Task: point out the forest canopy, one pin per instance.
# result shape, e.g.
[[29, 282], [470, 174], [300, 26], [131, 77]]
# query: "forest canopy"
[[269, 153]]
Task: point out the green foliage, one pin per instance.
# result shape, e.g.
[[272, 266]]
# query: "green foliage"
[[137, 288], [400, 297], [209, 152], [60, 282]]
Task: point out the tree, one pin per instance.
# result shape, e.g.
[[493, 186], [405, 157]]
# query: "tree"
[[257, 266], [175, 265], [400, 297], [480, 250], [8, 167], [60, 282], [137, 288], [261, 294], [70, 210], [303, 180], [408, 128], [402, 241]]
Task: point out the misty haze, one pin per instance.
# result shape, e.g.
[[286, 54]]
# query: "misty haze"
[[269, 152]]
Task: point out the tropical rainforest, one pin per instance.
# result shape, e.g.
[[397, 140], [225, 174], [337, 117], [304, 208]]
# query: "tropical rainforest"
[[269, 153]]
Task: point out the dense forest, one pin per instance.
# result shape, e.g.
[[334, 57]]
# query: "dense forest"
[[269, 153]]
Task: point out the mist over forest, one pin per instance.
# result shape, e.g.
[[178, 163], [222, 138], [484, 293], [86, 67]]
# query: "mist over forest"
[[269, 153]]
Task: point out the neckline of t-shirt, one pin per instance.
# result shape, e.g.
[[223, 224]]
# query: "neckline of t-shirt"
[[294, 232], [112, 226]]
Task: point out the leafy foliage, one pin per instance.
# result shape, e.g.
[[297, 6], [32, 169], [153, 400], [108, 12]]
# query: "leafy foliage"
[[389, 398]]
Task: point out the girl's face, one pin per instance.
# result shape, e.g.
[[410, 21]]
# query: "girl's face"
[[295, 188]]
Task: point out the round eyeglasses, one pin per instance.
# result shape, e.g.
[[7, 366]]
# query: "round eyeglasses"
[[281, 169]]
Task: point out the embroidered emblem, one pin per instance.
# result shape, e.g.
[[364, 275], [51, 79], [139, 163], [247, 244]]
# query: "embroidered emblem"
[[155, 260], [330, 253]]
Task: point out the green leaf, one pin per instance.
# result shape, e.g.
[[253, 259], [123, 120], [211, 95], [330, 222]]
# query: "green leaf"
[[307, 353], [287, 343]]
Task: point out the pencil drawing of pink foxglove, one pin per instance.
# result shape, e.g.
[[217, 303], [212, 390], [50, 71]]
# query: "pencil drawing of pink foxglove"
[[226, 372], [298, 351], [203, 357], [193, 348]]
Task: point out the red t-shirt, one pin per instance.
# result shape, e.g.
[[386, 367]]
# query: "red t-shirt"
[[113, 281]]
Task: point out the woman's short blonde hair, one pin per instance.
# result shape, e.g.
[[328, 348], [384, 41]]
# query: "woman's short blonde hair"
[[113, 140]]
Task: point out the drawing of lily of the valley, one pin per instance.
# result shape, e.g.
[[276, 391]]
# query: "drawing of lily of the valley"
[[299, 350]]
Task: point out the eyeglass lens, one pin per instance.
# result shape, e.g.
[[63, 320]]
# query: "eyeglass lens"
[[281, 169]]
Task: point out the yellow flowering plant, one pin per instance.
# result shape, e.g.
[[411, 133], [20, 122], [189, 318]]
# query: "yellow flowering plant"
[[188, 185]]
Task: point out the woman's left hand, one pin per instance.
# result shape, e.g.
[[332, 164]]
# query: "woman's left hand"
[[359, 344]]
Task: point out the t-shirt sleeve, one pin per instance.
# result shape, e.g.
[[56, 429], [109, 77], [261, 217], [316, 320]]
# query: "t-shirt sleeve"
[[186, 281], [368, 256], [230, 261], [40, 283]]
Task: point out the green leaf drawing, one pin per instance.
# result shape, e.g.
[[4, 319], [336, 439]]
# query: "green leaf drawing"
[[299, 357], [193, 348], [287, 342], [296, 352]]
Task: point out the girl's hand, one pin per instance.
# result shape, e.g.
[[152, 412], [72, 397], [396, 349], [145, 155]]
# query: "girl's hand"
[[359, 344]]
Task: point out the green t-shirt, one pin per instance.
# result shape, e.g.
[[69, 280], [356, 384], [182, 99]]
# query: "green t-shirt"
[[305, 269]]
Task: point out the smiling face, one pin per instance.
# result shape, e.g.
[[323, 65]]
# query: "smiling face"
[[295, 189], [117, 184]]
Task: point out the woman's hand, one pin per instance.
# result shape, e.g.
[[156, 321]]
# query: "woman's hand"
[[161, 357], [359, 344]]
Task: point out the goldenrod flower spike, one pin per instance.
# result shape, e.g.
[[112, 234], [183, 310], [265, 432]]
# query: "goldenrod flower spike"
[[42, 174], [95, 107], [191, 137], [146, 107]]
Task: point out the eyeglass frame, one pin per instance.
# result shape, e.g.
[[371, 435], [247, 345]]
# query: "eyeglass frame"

•••••

* EXERCISE DESCRIPTION *
Every line of the material must be returned exactly as it appears.

* SOLUTION FOR THIS EXERCISE *
Task: point out the forest canopy, one pin per instance.
# result shape, e.g.
[[29, 282], [470, 174], [300, 26], [131, 77]]
# query: "forest canopy"
[[269, 153]]
Task: point out the green foliage, one pin per instance.
# result shape, e.g.
[[272, 266]]
# query: "green foliage"
[[137, 288], [400, 297], [209, 152], [60, 282]]
Task: point out the tree, one pin per instance.
# result shape, e.g.
[[493, 186], [405, 157]]
# query: "tree"
[[257, 266], [175, 265], [400, 297], [480, 250], [8, 167], [60, 282], [137, 288], [261, 294], [70, 210], [303, 180], [408, 128], [402, 241]]
Task: point out the misty haze, one pin per instance.
# result shape, e.g.
[[286, 54]]
# query: "misty haze"
[[269, 152]]
Task: point out the tropical rainforest, one pin per instance.
# result shape, e.g.
[[397, 140], [225, 174], [337, 117], [304, 208]]
# query: "tropical rainforest"
[[269, 153]]
Task: point out the dense forest, one pin per instance.
# result shape, e.g.
[[334, 57]]
# query: "dense forest"
[[269, 153]]
Task: point out the mist over forest, one pin per instance.
# result shape, e.g.
[[178, 163], [222, 138], [484, 293], [86, 67]]
# query: "mist over forest"
[[269, 153]]
Task: point out the neckline of t-shirt, one pin per instance.
# result shape, e.g.
[[223, 224]]
# query: "neckline of t-shirt"
[[294, 232], [112, 226]]
Task: point out the leafy foliage, one pin per instance.
# result shape, e.g.
[[297, 6], [32, 169], [153, 400], [108, 12]]
# query: "leafy foliage"
[[389, 398]]
Task: point out the girl's face, one pin per instance.
# result shape, e.g.
[[410, 21]]
# query: "girl's face"
[[295, 188]]
Task: point out the round eyeglasses, one pin per instance.
# result shape, e.g.
[[7, 366]]
# query: "round eyeglasses"
[[281, 169]]
Task: point out the embroidered emblem, one pin per instance.
# result shape, e.g.
[[364, 275], [51, 79], [139, 163], [247, 244]]
# query: "embroidered emblem"
[[155, 260], [330, 253]]
Task: point out the green leaf, one pin per instance.
# result shape, e.g.
[[253, 259], [123, 120], [211, 95], [330, 222]]
# query: "green leaf"
[[307, 353], [287, 343]]
Task: point out the pencil drawing of pink foxglove, one pin per instance.
# result shape, e.g.
[[217, 303], [212, 390], [50, 71]]
# query: "pencil drawing of pink foxglove"
[[226, 372], [298, 351], [203, 357], [193, 348]]
Task: point out the red t-shirt, one pin per instance.
# result shape, e.g.
[[386, 367]]
# query: "red t-shirt"
[[113, 281]]
Task: point out the woman's short blonde hair, one pin per instance.
# result shape, e.g.
[[328, 348], [384, 41]]
# query: "woman's short blonde hair"
[[113, 140]]
Task: point out the drawing of lily of the valley, one pin per instance.
# result shape, e.g.
[[276, 391]]
# query: "drawing of lily of the valley"
[[299, 350]]
Task: point out the eyeglass lens, one pin per instance.
# result shape, e.g.
[[63, 320]]
# query: "eyeglass lens"
[[281, 169]]
Task: point out the yellow flowering plant, one pin per instance.
# result shape, e.g.
[[411, 133], [20, 122], [189, 318]]
# query: "yellow flowering plant"
[[188, 185]]
Task: point out the woman's left hand, one pin per instance.
# result shape, e.g.
[[332, 164]]
# query: "woman's left hand"
[[359, 344]]
Task: point out the t-shirt sleeve, one pin per instance.
# result shape, e.g.
[[56, 429], [109, 77], [261, 217], [316, 320]]
# query: "t-shirt sleeve"
[[186, 281], [368, 256], [230, 261], [40, 283]]
Task: point out the green leaf drawing, one pin per instance.
# result shape, e.g.
[[4, 319], [336, 439]]
# query: "green leaf drawing"
[[299, 357], [193, 348], [287, 342], [296, 352]]
Task: point out the girl's hand, one pin per instance.
# result shape, e.g.
[[152, 412], [72, 397], [396, 349], [145, 155]]
# query: "girl's hand"
[[359, 344]]
Task: point out the green t-shirt, one pin per instance.
# result shape, e.g.
[[69, 280], [356, 384], [182, 99]]
# query: "green t-shirt"
[[305, 269]]
Task: point out the smiling face, one pin per instance.
# result shape, e.g.
[[323, 65]]
# query: "smiling face"
[[295, 189], [117, 184]]
Task: point out the woman's hand, one pin per instance.
# result shape, e.g.
[[156, 321]]
# query: "woman's hand"
[[161, 357], [359, 344]]
Task: point out the goldenrod flower spike, one pin per instance.
# result shape, e.g.
[[112, 234], [183, 310], [265, 432]]
# query: "goldenrod flower spike"
[[42, 174], [95, 107], [191, 137], [146, 107]]
Task: point out the eyeglass frame, one pin per instance.
# result shape, e.g.
[[371, 435], [247, 345]]
# query: "eyeglass frame"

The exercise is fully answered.